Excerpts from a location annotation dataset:
---*---

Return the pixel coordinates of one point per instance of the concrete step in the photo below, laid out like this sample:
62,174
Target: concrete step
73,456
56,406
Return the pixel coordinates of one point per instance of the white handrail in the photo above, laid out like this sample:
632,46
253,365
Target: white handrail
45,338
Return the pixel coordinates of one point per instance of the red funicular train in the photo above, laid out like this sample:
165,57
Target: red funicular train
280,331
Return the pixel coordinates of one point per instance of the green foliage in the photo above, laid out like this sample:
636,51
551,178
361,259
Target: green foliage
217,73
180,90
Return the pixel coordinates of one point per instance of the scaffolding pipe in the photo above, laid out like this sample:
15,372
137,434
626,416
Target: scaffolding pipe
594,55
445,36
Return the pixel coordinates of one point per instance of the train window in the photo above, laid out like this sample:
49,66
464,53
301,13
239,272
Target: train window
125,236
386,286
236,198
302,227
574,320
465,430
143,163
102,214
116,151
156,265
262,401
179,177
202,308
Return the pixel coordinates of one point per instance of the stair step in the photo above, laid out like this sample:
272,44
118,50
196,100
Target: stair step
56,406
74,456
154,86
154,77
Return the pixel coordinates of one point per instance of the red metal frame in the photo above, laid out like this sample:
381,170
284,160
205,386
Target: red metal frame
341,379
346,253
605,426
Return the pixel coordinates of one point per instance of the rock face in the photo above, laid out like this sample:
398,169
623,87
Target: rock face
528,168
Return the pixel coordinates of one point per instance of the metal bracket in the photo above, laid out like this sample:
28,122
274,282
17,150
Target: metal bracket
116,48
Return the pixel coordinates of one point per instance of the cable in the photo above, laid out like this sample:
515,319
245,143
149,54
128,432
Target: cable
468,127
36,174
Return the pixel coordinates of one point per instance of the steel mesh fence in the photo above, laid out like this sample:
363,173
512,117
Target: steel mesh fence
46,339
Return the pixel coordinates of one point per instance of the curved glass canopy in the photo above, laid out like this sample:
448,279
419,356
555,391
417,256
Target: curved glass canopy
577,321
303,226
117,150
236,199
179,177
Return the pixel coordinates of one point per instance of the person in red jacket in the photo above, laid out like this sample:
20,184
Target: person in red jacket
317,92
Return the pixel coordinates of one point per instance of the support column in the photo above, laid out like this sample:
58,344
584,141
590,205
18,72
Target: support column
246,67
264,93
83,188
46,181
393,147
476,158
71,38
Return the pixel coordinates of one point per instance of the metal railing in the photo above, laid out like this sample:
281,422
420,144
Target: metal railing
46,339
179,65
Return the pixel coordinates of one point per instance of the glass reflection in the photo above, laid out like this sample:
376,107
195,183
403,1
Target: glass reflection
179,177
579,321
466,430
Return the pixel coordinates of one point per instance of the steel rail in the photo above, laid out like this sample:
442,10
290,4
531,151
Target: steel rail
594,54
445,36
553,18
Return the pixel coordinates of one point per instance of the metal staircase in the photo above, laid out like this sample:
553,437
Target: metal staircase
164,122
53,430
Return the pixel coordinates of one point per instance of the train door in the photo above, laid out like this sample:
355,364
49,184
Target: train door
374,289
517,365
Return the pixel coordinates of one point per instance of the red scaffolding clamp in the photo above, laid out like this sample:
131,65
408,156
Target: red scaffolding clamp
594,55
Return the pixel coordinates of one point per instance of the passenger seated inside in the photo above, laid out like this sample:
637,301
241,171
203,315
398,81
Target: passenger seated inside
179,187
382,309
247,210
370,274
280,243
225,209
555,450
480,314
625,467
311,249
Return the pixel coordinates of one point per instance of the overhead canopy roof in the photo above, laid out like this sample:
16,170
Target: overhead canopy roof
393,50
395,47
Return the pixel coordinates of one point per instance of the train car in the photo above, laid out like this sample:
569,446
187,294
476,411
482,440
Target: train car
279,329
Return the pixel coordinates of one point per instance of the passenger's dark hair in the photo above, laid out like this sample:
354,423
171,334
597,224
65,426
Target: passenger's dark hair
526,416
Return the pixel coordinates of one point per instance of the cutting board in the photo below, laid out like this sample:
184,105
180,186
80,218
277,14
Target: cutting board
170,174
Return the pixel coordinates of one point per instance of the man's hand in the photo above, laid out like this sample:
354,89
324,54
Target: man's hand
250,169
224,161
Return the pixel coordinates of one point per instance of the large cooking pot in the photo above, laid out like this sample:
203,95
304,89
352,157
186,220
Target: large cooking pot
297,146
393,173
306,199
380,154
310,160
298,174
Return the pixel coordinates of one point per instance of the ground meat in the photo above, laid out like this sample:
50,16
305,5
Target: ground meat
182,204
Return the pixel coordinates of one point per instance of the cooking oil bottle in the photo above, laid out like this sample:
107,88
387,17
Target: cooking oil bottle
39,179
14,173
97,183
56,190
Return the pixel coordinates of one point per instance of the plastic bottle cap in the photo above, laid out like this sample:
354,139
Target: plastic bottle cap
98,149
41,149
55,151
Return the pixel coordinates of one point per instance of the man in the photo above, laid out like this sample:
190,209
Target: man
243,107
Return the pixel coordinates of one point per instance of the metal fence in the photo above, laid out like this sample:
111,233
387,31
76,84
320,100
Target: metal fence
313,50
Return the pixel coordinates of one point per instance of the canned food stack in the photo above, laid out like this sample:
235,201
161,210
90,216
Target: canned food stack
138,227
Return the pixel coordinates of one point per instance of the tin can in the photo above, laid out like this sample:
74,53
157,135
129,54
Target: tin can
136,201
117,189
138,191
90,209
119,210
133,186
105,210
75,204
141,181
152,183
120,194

---*---

Reproduce all of the items above verbatim, line for line.

Return the pixel coordinates of one point per instance of the concrete step in the photo below, laid out like this sample:
62,174
Target: concrete step
73,456
56,406
Return the pixel coordinates of one point per instance of the white handrail in the photo above, laid out like this sample:
632,46
253,365
Target: white handrail
45,338
Return the pixel coordinates of one point per instance of the red funicular train in the photo above, laid out like this sample:
165,57
Target: red funicular train
280,331
Return the pixel coordinates of one point per instance of the green foliage in the photo above, laid out like this sample:
636,51
551,178
361,259
Target: green foliage
217,73
180,90
Return the pixel coordinates of one point per instance of the scaffolding pipe in the photo above, laid out like this sample:
15,372
137,434
626,416
Target: scaffolding pipe
594,55
445,36
Return the pixel coordinates of one point per instance of the train window in the photo above, laid out like this sample:
49,66
464,53
301,13
239,272
Target: train window
125,236
386,286
236,198
302,227
574,320
465,430
143,163
102,214
116,151
156,265
262,401
179,177
202,308
Return the pixel coordinates of one point per instance of the stair step in the photo above, laid out like this sample:
272,44
118,50
196,100
Target: stair step
56,406
74,456
154,86
154,77
Return the pixel coordinates of one point per instance of the red metal frame in the photo above, laid out like this sample:
381,170
284,160
205,386
Target: red metal frame
341,379
346,253
605,426
Return the pixel coordinates of one point per instance of the rock face in the photo above, laid out like this sample:
398,169
623,87
Target: rock face
528,168
Return the pixel coordinates of one point per instance of the metal bracket in the photo above, laid out like this sample:
28,122
274,282
17,150
Target: metal bracket
116,48
Return the pixel coordinates of one point per instance of the cable in the photo above, laid out like this sample:
515,319
245,143
149,54
128,432
Target: cable
468,127
36,174
Return the pixel coordinates of one point per instance of the steel mesh fence in the photo above, laid out like this sample:
363,173
512,117
Target: steel mesh fence
46,339
Return the pixel coordinates of one point per instance of the curved glass canopy in the photo above, laid out like this sample:
448,279
419,356
555,391
417,256
Target: curved glass canopy
577,321
303,226
117,150
236,199
179,177
Return the pixel coordinates of one point per instance of the person in red jacket in the photo above, laid out like this sample:
20,184
Target: person in red jacket
317,92
Return the pixel coordinates of one point per instance of the support column in the photo above, laid out like this sample:
58,344
584,141
590,205
18,72
Target: support column
246,67
264,93
83,188
46,181
393,147
476,158
71,38
Return the pixel coordinates of one point per instance of the metal railing in the photo above, laid out like this sample:
281,422
420,144
Target: metal railing
46,339
179,65
Return the pixel coordinates of one point per instance of the glass reflection in the photo above, laid out like this sample:
376,107
195,183
403,1
Target: glass reflection
179,177
579,321
466,430
Return the pixel coordinates of one point per instance of the steel rail in the photo above, laid out like this sample:
442,10
290,4
531,151
Target: steel rail
594,54
445,36
553,18
Return the pixel coordinates of one point per instance of the metal staircase in the photo above, laid out like this sample:
553,437
Target: metal staircase
164,122
53,430
Return the pixel coordinates of one point per instance of the train door in the photo above, laid out like this sample:
355,364
49,184
Target: train door
374,289
517,365
Return the pixel coordinates of one point per instance of the red scaffolding clamp in the photo above, laid out like this sample:
131,65
408,156
Target: red scaffolding clamp
594,55
Return the pixel coordinates of one point per instance of the passenger seated inside in the photo above, laid out like this sample:
637,301
241,171
203,315
398,81
Target: passenger seated inside
179,187
382,309
247,210
370,274
280,243
225,209
555,450
480,314
625,467
311,249
Return the pixel coordinates of one point per instance of the overhead canopy roof in the photo above, laid out like this sample:
16,170
Target: overhead canopy roof
393,50
395,47
Return the pixel coordinates of one point per instance of the train car in the photo above, laid out like this sample:
569,446
187,294
476,411
482,440
Target: train car
279,329
Return the pixel coordinates of one point per instance of the passenger's dark hair in the photo above, laid out like this sample:
354,423
171,334
597,224
65,426
Target: passenger's dark hair
526,416
Return the pixel coordinates of one point per instance of the cutting board in the photo below, laid out like this sample:
184,105
180,186
80,218
277,14
Target: cutting board
170,174
Return the pixel coordinates of one point per instance of the man's hand in the photo above, laid out like this sample:
354,89
324,54
Target: man's hand
250,169
224,161
Return the pixel coordinates of one point per instance of the large cooking pot in the photo above, laid out like this sample:
203,95
304,89
352,157
186,220
Target: large cooking pot
297,146
393,173
306,199
380,154
310,160
298,174
Return the pixel coordinates of one point per instance of the ground meat in the photo above, laid out like this sample:
50,16
305,5
Target: ground meat
182,204
Return the pixel coordinates of one point per instance of the cooking oil bottle in the photo above, laid out like this sample:
107,88
387,17
Target: cooking oil bottle
39,179
14,173
97,183
56,190
Return the pixel coordinates of one point per instance of the plastic bottle cap in the photo above, laid out like this sample:
354,139
Target: plastic bottle cap
98,149
41,149
55,151
Return the pixel coordinates of one point per instance of the man in the photo above, laid out like this sample:
190,209
Target: man
243,107
Return the pixel coordinates of one point per instance of the metal fence in the photo above, laid out like this sample:
111,233
387,31
76,84
320,100
Target: metal fence
313,50
Return the pixel coordinates of one point per instance of the canned food stack in the photo above, laid out like this sample:
235,201
161,210
90,216
Target: canned food stack
138,227
Return the pixel coordinates of one point per instance of the tin can in the photo above, laid out like this sample:
74,53
157,135
129,54
Target: tin can
136,201
117,189
138,191
90,209
119,210
133,186
105,210
75,204
141,181
152,183
120,194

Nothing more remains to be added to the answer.